### Texto exibido ###

Tanto Heloísa quanto Michele defendem que, para essas pessoas serem vistas, devem poder contar suas histórias – e precisam ser ouvidas. O longo período de invisibilização precisa acabar. Partindo desse pressuposto, a paulista Daniela Auler coordenou por 12 anos o projeto de moda inclusiva da Secretaria de Estado de Direitos da Pessoa com Deficiência de São Paulo. Ela foi também a idealizadora do concurso Moda Inclusiva, que premiava os melhores trabalhos de alunos do Brasil para pessoas com deficiência.
Daniela deixou a secretaria em 2018, mas continua atuando no segmento como consultora de moda inclusiva para instituições de reabilitação e universidades. Uma das ações que ela encabeça hoje é o Retalhos e Atalhos, em que leva a técnica de upcycling a pacientes internados em hospitais. “A ideia é que cada um resgate uma roupa que não consegue usar mais por causa de suas novas limitações. Fazemos todas as adaptações necessárias, cortes, adicionamos zíperes… Facilitamos o uso e, assim, impedimos que as pessoas percam peças que adoram”, explica Daniela.
Iniciativas como essas são imprescindíveis para que as pessoas com deficiência resgatem sua autoestima e mostrem que também são consumidoras – o mercado para esse público é gigante. “No Brasil somos 45,6 milhões de pessoas com deficiência”, diz Heloisa. A moda é um fenômeno cultural de cada tempo e já passou da hora de a produção atual refletir as várias possibilidades e a personalidade das mulheres.

### Seção de dados ###

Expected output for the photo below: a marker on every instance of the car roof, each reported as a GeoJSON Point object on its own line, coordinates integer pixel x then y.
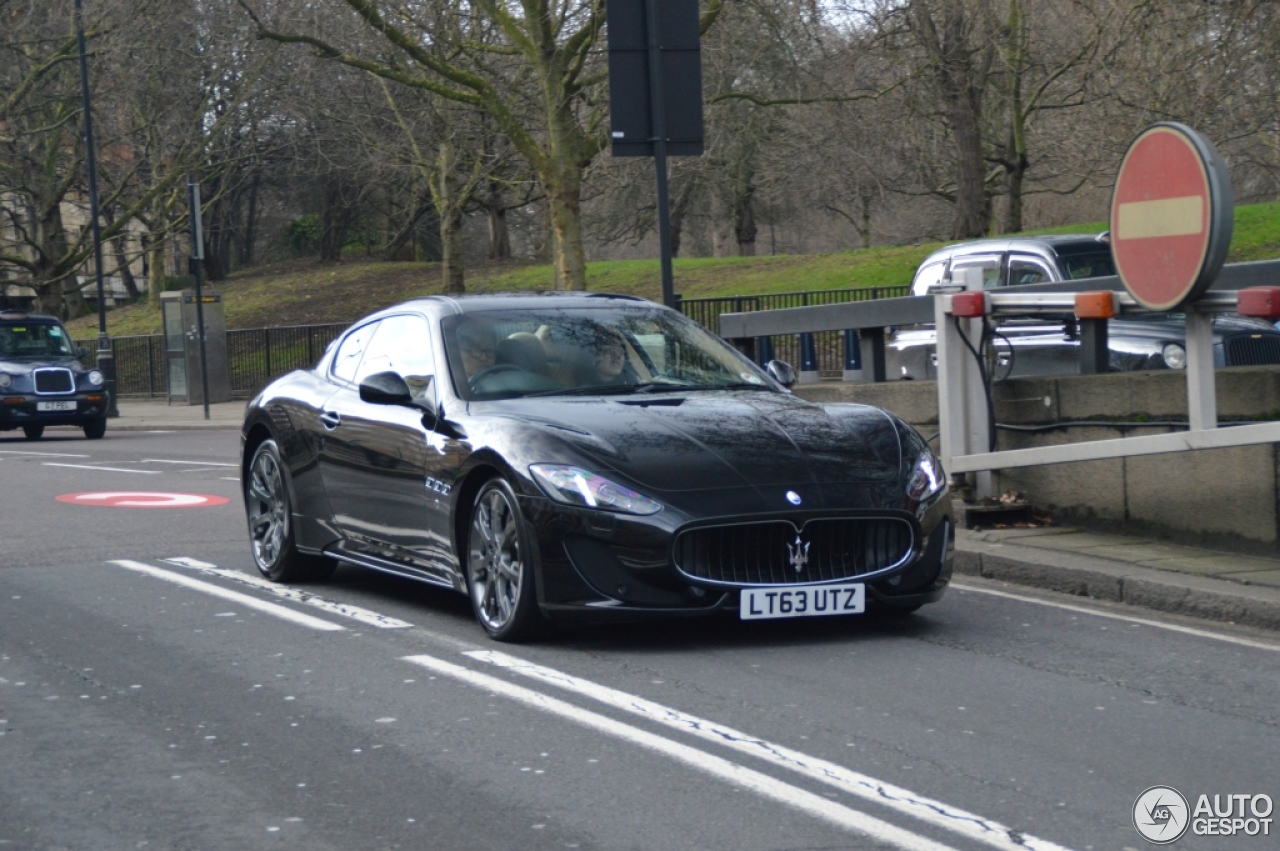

###

Instruções das tarefas:
a – Resuma em duas frases o texto sobre moda inclusiva.
b – De acordo com o texto sobre moda inclusiva, em que ano Daniela Auler saiu da secretaria?
c – Transcreva do texto sobre moda inclusiva o trecho entre "Tanto Heloísa quanto" e "pessoas com deficiência.", inclusive.

Respostas escritas:
a – Daniela Auler coordenou por 12 anos o projeto de moda inclusiva da Secretaria de Estado de Direitos da Pessoa com Deficiência de São Paulo e idealizou o concurso Moda Inclusiva. Depois de deixar a secretaria em 2018, passou a atuar como consultora e hoje conduz o Retalhos e Atalhos, que adapta por upcycling as roupas de pessoas internadas em hospitais, em um mercado que no Brasil reúne 45,6 milhões de pessoas com deficiência.

b – Em 2018.

c –
Tanto Heloísa quanto Michele defendem que, para essas pessoas serem vistas, devem poder contar suas histórias – e precisam ser ouvidas. O longo período de invisibilização precisa acabar. Partindo desse pressuposto, a paulista Daniela Auler coordenou por 12 anos o projeto de moda inclusiva da Secretaria de Estado de Direitos da Pessoa com Deficiência de São Paulo. Ela foi também a idealizadora do concurso Moda Inclusiva, que premiava os melhores trabalhos de alunos do Brasil para pessoas com deficiência.